_Task goal_: Only an exact copy of the records, from the line with "Where can the crown" through the last line, is wanted.

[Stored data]
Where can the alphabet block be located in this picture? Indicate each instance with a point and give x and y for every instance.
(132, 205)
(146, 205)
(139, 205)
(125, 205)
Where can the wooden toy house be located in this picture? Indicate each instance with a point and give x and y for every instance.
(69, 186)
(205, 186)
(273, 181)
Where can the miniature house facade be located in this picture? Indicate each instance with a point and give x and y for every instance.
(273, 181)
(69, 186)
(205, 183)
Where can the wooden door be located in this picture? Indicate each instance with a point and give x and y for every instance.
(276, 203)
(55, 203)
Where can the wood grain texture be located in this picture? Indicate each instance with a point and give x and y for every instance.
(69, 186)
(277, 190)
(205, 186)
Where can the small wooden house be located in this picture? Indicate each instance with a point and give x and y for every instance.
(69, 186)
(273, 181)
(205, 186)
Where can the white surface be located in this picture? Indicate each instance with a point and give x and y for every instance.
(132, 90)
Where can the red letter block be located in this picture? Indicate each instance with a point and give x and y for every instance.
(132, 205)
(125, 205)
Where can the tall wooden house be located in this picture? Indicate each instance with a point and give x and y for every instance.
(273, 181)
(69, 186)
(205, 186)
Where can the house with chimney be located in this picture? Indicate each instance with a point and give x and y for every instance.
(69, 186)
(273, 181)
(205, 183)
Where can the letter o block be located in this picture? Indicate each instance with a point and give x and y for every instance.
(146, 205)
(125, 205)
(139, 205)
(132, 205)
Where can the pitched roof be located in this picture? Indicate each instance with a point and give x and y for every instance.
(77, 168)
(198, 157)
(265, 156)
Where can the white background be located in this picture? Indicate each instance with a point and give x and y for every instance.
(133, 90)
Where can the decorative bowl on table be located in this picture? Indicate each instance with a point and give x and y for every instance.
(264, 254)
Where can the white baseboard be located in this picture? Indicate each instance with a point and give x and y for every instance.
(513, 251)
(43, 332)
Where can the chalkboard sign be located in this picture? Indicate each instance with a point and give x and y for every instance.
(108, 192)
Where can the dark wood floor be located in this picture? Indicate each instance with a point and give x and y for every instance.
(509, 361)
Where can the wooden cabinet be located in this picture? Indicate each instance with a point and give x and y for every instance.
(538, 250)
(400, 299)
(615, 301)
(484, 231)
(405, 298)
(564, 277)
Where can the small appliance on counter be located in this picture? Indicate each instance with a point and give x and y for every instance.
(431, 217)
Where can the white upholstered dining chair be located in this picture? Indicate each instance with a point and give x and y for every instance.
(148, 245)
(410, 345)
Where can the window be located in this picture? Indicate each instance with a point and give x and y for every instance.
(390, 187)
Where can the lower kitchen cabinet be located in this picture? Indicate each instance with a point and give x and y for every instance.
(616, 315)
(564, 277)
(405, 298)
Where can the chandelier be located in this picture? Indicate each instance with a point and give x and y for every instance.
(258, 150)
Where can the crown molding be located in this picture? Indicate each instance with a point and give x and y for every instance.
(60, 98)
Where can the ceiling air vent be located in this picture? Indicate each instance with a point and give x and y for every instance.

_The answer_:
Where can the crown molding be located in this picture? Indicate each instance with a point and give x and y for every instance.
(60, 98)
Where can the ceiling air vent be located in this picture? Indicate each instance with a point and give x and y for every instance.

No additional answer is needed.